» **What you have to do**
Arrange every line of the entries below as a numbered list, leaving out any blank lines.

Position annotation records:
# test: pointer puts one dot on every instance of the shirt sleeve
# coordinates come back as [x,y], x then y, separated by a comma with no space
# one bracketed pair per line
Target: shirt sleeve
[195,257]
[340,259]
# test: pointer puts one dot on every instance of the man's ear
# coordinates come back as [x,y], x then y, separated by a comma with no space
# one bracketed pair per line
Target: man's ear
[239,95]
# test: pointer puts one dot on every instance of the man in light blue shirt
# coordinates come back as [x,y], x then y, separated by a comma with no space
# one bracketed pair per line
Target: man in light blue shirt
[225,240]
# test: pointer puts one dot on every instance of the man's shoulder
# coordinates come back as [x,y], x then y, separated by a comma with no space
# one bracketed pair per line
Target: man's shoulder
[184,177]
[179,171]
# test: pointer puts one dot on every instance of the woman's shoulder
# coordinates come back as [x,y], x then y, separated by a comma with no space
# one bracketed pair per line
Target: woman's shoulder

» **Reply**
1. # test: pointer puts one dot on every instance of the shirt sleeve
2. # coordinates come back as [x,y], x then y, separated by a comma with no space
3. # one bracketed pair per line
4. Target: shirt sleeve
5. [195,257]
6. [340,259]
7. # test: pointer puts one dot on every instance of the man's ear
8. # coordinates come back as [x,y], x then y, separated by a comma with no space
9. # one bracketed pair per line
10. Target: man's ear
11. [239,95]
12. # test: pointer puts one dot on every instance of the man in light blue shirt
13. # coordinates come back as [x,y], x then y, separated by a comma with no space
14. # one bracketed pair per line
15. Target: man in light blue shirt
16. [225,240]
17. # test: pointer puts one dot on every instance of the man's shoulder
18. # coordinates come back as [x,y], x then y, separated by a comma with no space
19. # one bracketed pair per line
20. Target: man's shoulder
21. [184,177]
22. [179,171]
23. # test: pointer puts one dot on every instance of the woman's shoulder
24. # coordinates come back as [x,y], x then y, separated by a comma with no space
25. # one bracketed pair per line
26. Target: woman's shoulder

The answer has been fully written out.